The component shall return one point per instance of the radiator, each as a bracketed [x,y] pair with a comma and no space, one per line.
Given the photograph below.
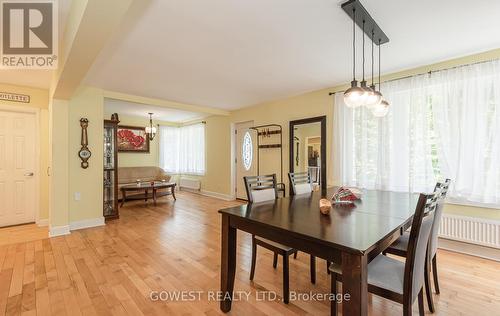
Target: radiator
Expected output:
[191,184]
[471,230]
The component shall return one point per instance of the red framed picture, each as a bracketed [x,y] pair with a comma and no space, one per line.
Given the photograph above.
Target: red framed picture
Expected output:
[132,139]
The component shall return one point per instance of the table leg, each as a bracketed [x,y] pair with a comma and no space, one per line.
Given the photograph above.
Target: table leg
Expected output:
[173,192]
[124,197]
[228,263]
[355,283]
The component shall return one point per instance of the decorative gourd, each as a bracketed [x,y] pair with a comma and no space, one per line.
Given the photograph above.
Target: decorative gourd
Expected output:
[325,206]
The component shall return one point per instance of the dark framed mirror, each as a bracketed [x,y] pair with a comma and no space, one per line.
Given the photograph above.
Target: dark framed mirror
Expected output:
[307,146]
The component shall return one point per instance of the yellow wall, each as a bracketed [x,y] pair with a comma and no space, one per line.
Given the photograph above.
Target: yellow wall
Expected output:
[58,160]
[38,99]
[316,103]
[86,103]
[126,159]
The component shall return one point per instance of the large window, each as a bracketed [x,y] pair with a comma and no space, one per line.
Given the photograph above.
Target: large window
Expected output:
[442,125]
[182,149]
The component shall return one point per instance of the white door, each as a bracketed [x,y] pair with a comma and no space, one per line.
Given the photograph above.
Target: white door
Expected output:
[17,167]
[246,158]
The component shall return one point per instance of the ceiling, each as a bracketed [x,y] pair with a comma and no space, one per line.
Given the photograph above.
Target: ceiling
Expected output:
[38,78]
[141,110]
[230,54]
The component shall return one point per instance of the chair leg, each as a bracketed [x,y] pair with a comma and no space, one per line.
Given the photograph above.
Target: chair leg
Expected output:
[286,288]
[434,274]
[421,302]
[313,269]
[254,257]
[407,309]
[333,302]
[428,290]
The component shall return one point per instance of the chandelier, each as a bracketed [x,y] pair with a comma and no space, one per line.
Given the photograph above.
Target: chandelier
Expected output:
[363,95]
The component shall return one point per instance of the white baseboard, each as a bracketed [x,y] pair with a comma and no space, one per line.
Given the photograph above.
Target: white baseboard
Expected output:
[55,231]
[87,223]
[470,249]
[43,222]
[217,195]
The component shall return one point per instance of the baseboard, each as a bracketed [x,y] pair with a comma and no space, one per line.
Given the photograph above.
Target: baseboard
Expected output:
[217,195]
[470,249]
[43,222]
[55,231]
[87,223]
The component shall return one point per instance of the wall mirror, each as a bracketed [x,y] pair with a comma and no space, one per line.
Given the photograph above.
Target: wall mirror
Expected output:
[308,149]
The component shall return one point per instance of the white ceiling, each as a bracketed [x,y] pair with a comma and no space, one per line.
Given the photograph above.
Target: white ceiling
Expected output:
[38,78]
[141,110]
[230,54]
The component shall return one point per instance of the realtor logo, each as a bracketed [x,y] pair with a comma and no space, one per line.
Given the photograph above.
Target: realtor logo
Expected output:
[29,34]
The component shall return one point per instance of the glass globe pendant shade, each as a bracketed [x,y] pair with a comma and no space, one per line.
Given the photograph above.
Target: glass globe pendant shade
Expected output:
[381,109]
[353,95]
[374,98]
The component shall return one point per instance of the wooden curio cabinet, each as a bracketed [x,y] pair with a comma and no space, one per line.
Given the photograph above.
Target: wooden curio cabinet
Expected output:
[110,201]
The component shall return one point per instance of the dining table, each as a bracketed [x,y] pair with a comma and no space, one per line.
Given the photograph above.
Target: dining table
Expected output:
[349,235]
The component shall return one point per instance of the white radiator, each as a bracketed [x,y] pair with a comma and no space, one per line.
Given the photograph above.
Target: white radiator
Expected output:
[191,184]
[472,230]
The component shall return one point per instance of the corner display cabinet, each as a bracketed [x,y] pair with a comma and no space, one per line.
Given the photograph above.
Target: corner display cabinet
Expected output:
[110,201]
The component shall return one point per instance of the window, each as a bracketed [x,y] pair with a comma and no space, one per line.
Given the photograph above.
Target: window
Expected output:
[443,125]
[247,151]
[182,149]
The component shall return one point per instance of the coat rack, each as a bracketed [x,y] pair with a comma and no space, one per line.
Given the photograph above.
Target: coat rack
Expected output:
[267,131]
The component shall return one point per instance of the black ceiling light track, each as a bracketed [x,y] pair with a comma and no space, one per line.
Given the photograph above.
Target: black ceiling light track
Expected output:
[361,17]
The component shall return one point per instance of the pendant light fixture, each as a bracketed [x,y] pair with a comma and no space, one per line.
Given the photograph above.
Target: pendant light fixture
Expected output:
[366,90]
[353,95]
[363,95]
[150,130]
[382,108]
[375,97]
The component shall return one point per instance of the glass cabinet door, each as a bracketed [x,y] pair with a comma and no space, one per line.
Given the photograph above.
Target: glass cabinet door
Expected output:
[110,203]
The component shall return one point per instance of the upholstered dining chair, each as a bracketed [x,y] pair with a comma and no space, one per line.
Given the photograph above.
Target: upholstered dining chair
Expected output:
[392,279]
[400,246]
[262,189]
[300,183]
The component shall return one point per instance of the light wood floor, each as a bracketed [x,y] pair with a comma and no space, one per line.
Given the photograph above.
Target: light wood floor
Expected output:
[111,270]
+ + + + + + +
The exercise: Scale the section of the data that opens with the line containing "The component shall return one point per instance of the coat" and runs through the end of the data. Reproduce every line of that section, and multiply each point coordinate under "Expected output" by 2.05, rounding to the nearest whole number with halves rounded up.

The completed task:
The component shall return one point per instance of the coat rack, each as a bracketed [x,y] pair with a comma and no space, one per line.
Given the photograph above.
Target: coat rack
Expected output:
[547,269]
The component shall return one point per instance of the black ceiling light track, each as a bracketed [x,y] pair with a comma and no space, one per line.
Given the photograph above.
Target: black ceiling light track
Expected output:
[740,35]
The component shall return one point per instance of the pendant light fixture, each as a bracketed [x,y] pair with a comma and no space, one per line.
Given the photograph above.
Target: pendant light fixture
Expected output:
[750,185]
[724,195]
[744,195]
[308,267]
[783,221]
[769,199]
The component shall return one point per instance of the glass cabinet door, each as a bracketed [x,y] pair with a comma and no space, one per line.
Given the photograph above.
Target: glass cabinet door
Expected output:
[226,416]
The component shall return one point per instance of the upholstered dining chair, each as a bracketed [x,y] pair with a comma and no space, one per line.
Given the photograph above.
Target: upholstered dining chair
Expected output:
[804,572]
[820,504]
[537,387]
[615,375]
The component shall return one point per instance of the light wood floor, each as a bracketed [x,y] pair with a comma and no space, one per line.
Given the photograph above.
Target: light wood floor
Expected output:
[228,554]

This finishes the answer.